§ GOAL OF THE EXERCISE
Repeat the entries without change, omitting the pictures.

== TASK DATA ==

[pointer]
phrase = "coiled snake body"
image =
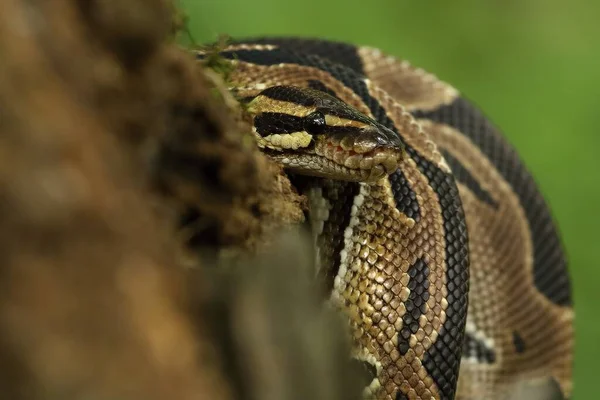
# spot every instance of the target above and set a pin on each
(432, 236)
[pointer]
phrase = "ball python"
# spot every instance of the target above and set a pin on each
(431, 235)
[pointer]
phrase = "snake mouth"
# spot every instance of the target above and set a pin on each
(371, 154)
(364, 157)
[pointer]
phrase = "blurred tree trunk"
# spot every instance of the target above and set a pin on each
(121, 163)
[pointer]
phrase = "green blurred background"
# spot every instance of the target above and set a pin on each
(532, 65)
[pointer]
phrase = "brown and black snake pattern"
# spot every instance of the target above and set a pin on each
(450, 270)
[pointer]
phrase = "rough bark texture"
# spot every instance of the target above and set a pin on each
(115, 150)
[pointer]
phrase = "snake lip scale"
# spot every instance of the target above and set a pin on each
(431, 233)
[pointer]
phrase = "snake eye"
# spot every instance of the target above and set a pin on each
(314, 123)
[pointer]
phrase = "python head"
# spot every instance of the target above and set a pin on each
(313, 133)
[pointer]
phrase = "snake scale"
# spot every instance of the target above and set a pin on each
(431, 235)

===

§ OUTPUT
[pointer]
phrase = "coiled snake body"
image =
# spot every instance of the target above and set a pin on each
(432, 236)
[pointer]
phrase = "ball python"
# spot every instance of the target above and set a pin on each
(431, 235)
[pointer]
phrase = "snake mouth"
# spot every instance of the target above and set a pin on each
(371, 154)
(364, 157)
[pointer]
phrase = "blurred tree trunk"
# spot every instance of the target above and set a pin on each
(121, 163)
[pointer]
phrase = "green blurred background"
# spot every instance of the target above and set a pin on each
(532, 65)
[pointer]
phrase = "brown and black snake pattern"
# spot every instance of the target above and set a pin on each
(450, 270)
[pointer]
phrase = "rough bark texture"
# spot every instance of the target above and set a pin on each
(115, 150)
[pointer]
phrase = "snake lip scale"
# spot every instance of the target above and set a pin on each
(431, 233)
[pointer]
phrase = "snake eye"
# spot every instance of the target above and set a pin on each
(314, 123)
[pointer]
phrase = "python head"
# spot every instance of the target above and set a pin on each
(313, 133)
[pointer]
phrase = "snake scale"
# spot every instance of the target above and set a pin on each
(431, 235)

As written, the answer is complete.